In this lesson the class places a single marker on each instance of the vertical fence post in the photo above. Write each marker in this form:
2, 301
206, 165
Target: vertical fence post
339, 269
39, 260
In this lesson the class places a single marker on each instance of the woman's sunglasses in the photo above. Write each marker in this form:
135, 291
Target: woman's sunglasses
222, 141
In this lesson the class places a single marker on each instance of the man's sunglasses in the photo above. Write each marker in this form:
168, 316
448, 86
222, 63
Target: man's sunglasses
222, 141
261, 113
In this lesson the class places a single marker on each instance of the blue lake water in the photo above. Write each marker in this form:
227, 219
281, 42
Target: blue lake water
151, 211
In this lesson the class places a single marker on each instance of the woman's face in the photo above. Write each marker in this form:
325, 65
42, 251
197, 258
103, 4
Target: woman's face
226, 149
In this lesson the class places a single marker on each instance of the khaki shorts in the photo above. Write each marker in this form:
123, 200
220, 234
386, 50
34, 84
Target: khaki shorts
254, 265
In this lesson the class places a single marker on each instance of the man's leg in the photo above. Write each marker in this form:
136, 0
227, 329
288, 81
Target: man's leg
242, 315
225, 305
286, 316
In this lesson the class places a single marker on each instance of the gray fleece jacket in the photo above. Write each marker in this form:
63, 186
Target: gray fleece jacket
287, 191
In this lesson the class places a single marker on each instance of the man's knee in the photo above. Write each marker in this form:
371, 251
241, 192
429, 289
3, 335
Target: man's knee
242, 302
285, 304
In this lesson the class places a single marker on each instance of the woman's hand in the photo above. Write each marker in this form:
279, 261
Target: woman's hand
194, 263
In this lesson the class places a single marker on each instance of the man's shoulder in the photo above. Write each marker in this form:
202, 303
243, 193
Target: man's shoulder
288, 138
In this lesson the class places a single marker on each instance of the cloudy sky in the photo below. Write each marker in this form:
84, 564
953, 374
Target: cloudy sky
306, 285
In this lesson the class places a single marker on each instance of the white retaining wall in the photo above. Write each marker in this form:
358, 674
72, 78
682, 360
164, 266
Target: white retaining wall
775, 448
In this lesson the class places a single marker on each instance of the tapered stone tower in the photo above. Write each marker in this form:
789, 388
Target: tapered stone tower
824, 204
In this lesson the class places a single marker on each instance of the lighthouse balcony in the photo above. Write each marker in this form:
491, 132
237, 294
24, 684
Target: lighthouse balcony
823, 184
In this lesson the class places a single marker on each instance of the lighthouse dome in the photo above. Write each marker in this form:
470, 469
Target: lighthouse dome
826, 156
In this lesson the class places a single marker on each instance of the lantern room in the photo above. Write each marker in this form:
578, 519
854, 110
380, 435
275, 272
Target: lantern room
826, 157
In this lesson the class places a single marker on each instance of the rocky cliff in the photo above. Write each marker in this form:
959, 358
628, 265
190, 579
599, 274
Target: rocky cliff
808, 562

- YOUR OBJECTIVE -
Please return the entire listing, unchanged.

- WRITTEN REPLY -
In this lesson the class places a single marker on each instance of the vertical fence post in the photo above. Write each marker in this form:
2, 301
206, 165
Target: vertical fence post
339, 269
39, 260
In this lesson the class places a single marker on each instance of the woman's sunglasses in the photo above. Write each marker in this form:
135, 291
Target: woman's sunglasses
222, 141
In this lesson the class places a single marker on each instance of the man's sunglasses in the photo above. Write each marker in this form:
168, 316
448, 86
222, 63
Target: man's sunglasses
222, 141
261, 113
In this lesson the class places a single marker on each instance of the blue lake water in the photo above. Write each marker in this form:
227, 219
281, 42
Target: blue lake water
151, 211
In this lesson the class places a single marker on each instance of the woman's face in the photo above. Write each marker in this form:
325, 65
42, 251
197, 258
103, 4
Target: woman's face
226, 149
In this lesson the class places a single marker on each instance of the khaki shorts in the photo above. Write each marker in this form:
123, 200
220, 234
386, 50
34, 84
Target: khaki shorts
254, 265
In this lesson the class places a single marker on each instance of the man's leg in the photo above. Write each marker in this form:
136, 0
227, 329
288, 81
Target: man's leg
242, 315
225, 305
286, 316
In this lesson the class places a single marker on each instance of the gray fleece jacket in the photo above. Write each marker in this form:
63, 186
Target: gray fleece jacket
287, 191
In this lesson the class places a single marker on each instance of the man's knee in the photo above. Write each marker in this form:
371, 251
241, 192
429, 289
3, 335
Target: man's knee
242, 302
285, 304
In this lesson the class places a single marker on each instance of the woman's hand in the photo above. Write each marker in this form:
279, 261
Target: woman's hand
194, 263
In this lesson the class places a single marker on each instance of the man's shoulder in the photo above. Write each marker in this form:
202, 303
243, 193
Target: man's shoulder
288, 138
In this lesson the class places a single marker on each instance of the cloudy sky in the photo below. Write each marker in this form:
84, 564
953, 374
Target: cloudy sky
306, 285
In this lesson the class places a single marker on each instance of the white retaining wall in the photo above. Write each marker in this form:
358, 674
72, 78
682, 360
164, 266
Target: white retaining wall
775, 448
In this lesson the class places a single marker on each instance of the tapered stone tower in the photo above. Write each marker in this form:
789, 388
Target: tapered stone tower
824, 204
In this lesson the class places a single marker on each instance of the lighthouse balcony in the photo above. Write each marker in this form:
491, 132
237, 294
24, 684
Target: lighthouse balcony
823, 184
In this lesson the class places a single marker on each instance of the lighthouse dome in the photo above. Write each marker in this form:
470, 469
Target: lighthouse dome
826, 156
In this lesson the class places a single marker on each instance of the lantern room in the photo above. Write each marker in this form:
578, 519
854, 110
380, 435
275, 272
Target: lantern room
826, 157
In this lesson the class places a single marker on each instance of the rocky cliff in the photo above. Write each marker in this form:
959, 358
628, 265
190, 579
599, 274
Target: rocky cliff
808, 562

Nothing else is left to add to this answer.